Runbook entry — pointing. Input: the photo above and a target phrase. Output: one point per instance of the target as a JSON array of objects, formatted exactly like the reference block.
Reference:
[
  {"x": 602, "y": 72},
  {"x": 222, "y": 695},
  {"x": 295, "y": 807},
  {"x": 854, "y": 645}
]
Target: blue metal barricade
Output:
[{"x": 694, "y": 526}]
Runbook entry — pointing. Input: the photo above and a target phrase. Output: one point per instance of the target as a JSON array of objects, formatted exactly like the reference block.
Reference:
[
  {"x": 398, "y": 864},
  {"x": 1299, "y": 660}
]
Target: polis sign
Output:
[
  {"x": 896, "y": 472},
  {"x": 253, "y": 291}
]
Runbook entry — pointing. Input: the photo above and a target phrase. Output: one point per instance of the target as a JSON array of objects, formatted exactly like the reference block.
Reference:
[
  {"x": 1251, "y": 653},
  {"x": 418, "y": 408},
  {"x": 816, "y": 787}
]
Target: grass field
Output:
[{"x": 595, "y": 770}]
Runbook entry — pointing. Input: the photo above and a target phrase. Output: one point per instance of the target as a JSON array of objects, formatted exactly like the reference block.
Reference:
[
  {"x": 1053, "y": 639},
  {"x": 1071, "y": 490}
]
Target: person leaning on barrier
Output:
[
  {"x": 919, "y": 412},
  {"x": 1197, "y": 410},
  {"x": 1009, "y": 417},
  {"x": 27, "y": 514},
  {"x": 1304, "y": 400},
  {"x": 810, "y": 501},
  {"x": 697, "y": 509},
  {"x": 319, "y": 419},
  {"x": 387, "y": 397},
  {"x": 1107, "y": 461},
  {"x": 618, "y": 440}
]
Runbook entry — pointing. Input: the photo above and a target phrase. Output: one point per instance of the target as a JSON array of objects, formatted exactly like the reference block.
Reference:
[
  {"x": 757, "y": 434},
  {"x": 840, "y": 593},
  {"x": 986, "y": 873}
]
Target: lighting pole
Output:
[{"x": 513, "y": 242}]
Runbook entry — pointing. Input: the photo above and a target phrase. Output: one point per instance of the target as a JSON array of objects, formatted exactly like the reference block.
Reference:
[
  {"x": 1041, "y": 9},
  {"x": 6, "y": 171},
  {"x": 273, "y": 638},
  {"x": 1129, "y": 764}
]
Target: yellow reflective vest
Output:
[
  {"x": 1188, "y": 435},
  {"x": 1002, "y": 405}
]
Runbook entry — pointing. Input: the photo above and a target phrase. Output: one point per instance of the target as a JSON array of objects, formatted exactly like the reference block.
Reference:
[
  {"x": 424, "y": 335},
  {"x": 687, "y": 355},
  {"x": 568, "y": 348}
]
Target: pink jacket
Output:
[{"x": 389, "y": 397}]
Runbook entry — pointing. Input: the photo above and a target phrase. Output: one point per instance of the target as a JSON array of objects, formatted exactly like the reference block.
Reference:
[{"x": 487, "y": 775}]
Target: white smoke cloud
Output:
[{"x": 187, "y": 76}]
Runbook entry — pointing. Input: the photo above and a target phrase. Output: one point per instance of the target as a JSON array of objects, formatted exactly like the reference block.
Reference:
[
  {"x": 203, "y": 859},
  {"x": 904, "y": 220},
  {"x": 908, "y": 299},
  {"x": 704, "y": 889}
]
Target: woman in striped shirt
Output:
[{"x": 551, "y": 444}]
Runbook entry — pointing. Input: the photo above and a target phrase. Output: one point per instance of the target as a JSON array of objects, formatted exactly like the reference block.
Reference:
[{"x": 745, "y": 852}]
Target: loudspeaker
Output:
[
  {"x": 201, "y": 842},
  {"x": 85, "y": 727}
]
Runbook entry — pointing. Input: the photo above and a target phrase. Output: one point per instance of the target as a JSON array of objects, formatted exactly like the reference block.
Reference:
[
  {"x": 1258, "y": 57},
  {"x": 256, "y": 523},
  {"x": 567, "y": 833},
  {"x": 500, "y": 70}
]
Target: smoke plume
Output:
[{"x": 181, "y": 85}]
........
What the task asks
List every line of the items above that contains the string "smoke", matching case exactly.

Response below
Target: white smoke cloud
Target: smoke plume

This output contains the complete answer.